BEGIN

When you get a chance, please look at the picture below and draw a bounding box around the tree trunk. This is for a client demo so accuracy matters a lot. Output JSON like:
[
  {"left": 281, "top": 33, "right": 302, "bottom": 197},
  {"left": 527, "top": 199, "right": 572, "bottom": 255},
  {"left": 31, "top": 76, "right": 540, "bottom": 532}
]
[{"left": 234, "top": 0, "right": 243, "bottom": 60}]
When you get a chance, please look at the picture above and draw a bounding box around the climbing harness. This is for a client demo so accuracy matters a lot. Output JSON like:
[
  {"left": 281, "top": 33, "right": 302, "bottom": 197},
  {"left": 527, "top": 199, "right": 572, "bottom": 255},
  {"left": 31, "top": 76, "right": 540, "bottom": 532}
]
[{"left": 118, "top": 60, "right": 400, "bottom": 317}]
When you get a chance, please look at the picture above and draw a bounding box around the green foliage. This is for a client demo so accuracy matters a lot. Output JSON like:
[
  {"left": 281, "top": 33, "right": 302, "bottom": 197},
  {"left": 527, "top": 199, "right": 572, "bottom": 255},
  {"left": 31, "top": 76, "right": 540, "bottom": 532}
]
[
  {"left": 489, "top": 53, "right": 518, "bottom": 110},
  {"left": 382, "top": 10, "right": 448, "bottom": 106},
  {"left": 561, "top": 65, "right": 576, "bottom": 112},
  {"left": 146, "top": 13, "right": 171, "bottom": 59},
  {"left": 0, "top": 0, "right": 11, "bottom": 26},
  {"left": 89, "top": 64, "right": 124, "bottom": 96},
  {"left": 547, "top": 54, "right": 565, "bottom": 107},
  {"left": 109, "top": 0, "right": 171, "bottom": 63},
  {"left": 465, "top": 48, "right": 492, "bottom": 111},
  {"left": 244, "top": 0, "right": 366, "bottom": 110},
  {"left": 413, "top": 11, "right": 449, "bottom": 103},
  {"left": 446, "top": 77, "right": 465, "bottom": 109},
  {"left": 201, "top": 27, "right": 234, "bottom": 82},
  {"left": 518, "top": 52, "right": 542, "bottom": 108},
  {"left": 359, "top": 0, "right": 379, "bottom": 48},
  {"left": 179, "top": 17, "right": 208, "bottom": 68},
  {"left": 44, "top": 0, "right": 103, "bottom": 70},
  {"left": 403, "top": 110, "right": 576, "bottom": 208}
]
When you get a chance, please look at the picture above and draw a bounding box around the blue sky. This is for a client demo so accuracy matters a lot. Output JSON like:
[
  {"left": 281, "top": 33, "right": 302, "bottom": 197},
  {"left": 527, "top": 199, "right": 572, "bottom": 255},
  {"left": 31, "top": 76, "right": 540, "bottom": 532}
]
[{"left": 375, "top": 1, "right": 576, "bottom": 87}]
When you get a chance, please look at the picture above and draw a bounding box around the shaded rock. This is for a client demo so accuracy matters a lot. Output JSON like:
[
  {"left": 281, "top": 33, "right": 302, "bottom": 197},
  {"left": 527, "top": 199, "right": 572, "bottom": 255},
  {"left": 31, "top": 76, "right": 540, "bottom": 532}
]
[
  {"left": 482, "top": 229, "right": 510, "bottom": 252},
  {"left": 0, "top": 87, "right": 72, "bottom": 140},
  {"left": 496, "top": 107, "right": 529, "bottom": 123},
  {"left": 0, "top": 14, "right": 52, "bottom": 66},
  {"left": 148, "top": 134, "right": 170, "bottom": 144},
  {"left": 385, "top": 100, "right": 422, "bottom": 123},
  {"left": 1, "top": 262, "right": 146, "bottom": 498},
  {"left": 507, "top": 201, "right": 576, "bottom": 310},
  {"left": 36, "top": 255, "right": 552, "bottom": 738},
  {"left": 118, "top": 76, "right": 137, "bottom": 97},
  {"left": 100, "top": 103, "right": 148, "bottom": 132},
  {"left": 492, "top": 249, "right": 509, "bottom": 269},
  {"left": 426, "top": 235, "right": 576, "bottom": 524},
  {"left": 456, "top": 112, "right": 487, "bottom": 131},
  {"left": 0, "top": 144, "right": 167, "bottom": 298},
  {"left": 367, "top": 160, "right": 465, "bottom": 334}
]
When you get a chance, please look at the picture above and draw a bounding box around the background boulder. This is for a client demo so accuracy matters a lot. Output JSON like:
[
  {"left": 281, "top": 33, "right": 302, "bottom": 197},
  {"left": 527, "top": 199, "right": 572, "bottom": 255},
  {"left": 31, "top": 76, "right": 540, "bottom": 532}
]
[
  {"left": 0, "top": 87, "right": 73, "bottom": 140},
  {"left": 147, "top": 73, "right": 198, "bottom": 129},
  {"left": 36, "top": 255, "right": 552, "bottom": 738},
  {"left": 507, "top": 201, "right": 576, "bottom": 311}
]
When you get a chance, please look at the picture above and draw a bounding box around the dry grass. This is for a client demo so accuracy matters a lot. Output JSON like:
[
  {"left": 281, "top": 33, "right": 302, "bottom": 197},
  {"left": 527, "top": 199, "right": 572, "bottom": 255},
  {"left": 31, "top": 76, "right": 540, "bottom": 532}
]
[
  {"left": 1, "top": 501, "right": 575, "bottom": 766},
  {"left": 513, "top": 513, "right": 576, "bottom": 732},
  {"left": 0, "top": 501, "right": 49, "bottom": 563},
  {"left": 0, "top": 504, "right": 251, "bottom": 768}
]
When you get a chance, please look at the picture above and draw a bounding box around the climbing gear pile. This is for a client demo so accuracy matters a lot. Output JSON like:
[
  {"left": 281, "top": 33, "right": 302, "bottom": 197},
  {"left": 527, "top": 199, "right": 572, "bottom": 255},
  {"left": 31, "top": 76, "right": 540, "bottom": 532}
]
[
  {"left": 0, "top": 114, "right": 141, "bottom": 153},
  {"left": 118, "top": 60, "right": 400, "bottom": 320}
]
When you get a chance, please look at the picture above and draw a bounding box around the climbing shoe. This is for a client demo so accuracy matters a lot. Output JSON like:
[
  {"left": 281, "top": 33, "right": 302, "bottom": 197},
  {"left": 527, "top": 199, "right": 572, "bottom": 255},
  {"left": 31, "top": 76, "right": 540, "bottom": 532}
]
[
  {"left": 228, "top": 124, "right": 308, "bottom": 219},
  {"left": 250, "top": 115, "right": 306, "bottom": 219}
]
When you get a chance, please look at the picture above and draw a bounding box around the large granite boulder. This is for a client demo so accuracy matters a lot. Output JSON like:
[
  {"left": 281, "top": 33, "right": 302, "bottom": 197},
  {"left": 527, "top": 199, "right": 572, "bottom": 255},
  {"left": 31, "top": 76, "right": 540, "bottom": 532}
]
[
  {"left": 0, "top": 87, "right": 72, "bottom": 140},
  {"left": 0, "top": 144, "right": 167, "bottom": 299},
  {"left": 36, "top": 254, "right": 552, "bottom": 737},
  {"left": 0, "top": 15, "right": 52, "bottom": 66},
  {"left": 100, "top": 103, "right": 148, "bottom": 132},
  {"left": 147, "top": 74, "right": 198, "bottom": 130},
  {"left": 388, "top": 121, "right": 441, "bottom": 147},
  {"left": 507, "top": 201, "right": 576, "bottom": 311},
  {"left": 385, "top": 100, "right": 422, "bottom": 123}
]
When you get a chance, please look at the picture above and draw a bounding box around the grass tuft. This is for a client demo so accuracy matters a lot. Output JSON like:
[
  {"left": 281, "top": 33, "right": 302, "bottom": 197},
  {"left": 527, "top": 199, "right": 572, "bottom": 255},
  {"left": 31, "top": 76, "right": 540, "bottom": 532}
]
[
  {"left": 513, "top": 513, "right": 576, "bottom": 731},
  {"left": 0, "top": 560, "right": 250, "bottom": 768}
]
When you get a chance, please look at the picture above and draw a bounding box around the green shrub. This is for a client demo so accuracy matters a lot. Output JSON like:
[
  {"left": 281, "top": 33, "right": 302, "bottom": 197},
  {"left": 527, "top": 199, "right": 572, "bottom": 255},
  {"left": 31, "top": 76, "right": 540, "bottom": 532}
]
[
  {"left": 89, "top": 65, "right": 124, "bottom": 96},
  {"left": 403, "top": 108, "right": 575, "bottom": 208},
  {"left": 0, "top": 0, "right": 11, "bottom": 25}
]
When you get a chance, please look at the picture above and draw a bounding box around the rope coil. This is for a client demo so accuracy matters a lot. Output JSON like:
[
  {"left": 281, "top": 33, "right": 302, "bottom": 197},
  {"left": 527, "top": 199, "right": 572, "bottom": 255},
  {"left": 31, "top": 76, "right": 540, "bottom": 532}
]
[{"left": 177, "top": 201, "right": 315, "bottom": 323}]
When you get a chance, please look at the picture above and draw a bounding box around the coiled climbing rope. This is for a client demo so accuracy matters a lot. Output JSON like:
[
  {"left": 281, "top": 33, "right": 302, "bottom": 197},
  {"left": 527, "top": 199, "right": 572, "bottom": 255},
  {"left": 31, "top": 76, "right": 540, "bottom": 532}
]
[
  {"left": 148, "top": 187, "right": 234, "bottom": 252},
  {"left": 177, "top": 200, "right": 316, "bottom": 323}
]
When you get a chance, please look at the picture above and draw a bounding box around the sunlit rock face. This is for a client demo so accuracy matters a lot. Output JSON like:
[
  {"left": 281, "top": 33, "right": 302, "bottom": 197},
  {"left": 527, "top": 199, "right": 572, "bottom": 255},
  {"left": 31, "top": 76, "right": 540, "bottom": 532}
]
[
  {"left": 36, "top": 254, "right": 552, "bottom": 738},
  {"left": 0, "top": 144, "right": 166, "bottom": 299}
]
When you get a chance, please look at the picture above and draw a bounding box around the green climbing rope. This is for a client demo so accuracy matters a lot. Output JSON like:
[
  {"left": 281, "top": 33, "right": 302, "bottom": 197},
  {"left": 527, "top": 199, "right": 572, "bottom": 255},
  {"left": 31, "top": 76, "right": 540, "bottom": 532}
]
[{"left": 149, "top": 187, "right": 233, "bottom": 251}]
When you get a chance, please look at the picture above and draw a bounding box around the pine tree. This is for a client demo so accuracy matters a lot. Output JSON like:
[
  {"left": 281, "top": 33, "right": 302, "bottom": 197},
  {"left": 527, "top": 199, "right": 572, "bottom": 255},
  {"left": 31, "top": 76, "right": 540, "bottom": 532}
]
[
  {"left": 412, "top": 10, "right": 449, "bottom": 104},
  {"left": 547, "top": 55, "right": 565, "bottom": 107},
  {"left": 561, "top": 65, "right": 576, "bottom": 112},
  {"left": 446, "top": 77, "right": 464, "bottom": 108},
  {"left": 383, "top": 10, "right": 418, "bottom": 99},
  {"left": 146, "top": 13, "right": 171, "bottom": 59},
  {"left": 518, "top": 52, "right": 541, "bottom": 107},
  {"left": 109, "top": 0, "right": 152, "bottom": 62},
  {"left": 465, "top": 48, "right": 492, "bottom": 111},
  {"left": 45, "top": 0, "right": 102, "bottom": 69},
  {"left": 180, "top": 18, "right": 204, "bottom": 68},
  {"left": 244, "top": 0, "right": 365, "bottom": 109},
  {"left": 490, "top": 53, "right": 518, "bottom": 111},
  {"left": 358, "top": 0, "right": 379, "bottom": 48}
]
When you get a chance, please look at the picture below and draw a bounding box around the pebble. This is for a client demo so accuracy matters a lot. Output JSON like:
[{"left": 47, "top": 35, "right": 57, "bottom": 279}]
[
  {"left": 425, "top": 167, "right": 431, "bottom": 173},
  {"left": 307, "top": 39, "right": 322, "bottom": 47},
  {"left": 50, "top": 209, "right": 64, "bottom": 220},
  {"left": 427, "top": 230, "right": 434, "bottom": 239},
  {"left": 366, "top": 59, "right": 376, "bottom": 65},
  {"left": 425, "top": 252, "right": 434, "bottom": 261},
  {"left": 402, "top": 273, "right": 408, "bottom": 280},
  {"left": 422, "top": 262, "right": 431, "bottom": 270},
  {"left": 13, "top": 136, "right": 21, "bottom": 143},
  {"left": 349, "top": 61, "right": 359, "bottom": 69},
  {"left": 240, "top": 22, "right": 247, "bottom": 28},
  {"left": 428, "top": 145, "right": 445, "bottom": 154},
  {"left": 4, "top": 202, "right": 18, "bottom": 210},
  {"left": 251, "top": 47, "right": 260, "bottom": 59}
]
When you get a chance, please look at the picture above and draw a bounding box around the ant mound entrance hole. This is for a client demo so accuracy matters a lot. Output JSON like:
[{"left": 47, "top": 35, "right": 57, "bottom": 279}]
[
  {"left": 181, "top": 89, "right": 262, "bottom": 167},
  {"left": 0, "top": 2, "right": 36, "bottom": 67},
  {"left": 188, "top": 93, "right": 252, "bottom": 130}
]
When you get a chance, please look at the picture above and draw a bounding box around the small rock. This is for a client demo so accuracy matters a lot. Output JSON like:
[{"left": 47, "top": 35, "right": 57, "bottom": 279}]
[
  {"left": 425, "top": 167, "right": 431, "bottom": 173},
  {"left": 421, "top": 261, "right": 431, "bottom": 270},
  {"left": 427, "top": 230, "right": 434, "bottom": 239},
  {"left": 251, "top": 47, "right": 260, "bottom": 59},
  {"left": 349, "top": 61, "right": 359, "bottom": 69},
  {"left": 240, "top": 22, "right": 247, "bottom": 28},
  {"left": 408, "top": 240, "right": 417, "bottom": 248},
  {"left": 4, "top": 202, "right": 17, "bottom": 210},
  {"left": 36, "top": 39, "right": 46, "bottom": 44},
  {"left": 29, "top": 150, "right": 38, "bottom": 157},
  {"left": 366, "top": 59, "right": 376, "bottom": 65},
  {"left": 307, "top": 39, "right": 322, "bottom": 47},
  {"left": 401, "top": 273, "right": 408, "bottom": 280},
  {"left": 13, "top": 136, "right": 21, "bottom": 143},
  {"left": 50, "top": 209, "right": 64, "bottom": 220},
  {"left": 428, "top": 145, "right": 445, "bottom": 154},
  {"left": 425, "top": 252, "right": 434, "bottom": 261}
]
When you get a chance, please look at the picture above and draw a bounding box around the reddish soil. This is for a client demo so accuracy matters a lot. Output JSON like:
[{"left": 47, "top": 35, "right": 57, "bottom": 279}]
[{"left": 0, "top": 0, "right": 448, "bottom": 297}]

END

The task:
All lines in the listing above that contain "boulder" should be shown.

Response area:
When you get a chance, please look at the picture above and draw a bounding box around the background boulder. This is for a client demo so accuracy matters a lot. Output JSON like:
When you get a chance, please look at the picture above and draw a bounding box around the large granite boulder. This is for a client demo so accuracy matters a lot. Output JSON like:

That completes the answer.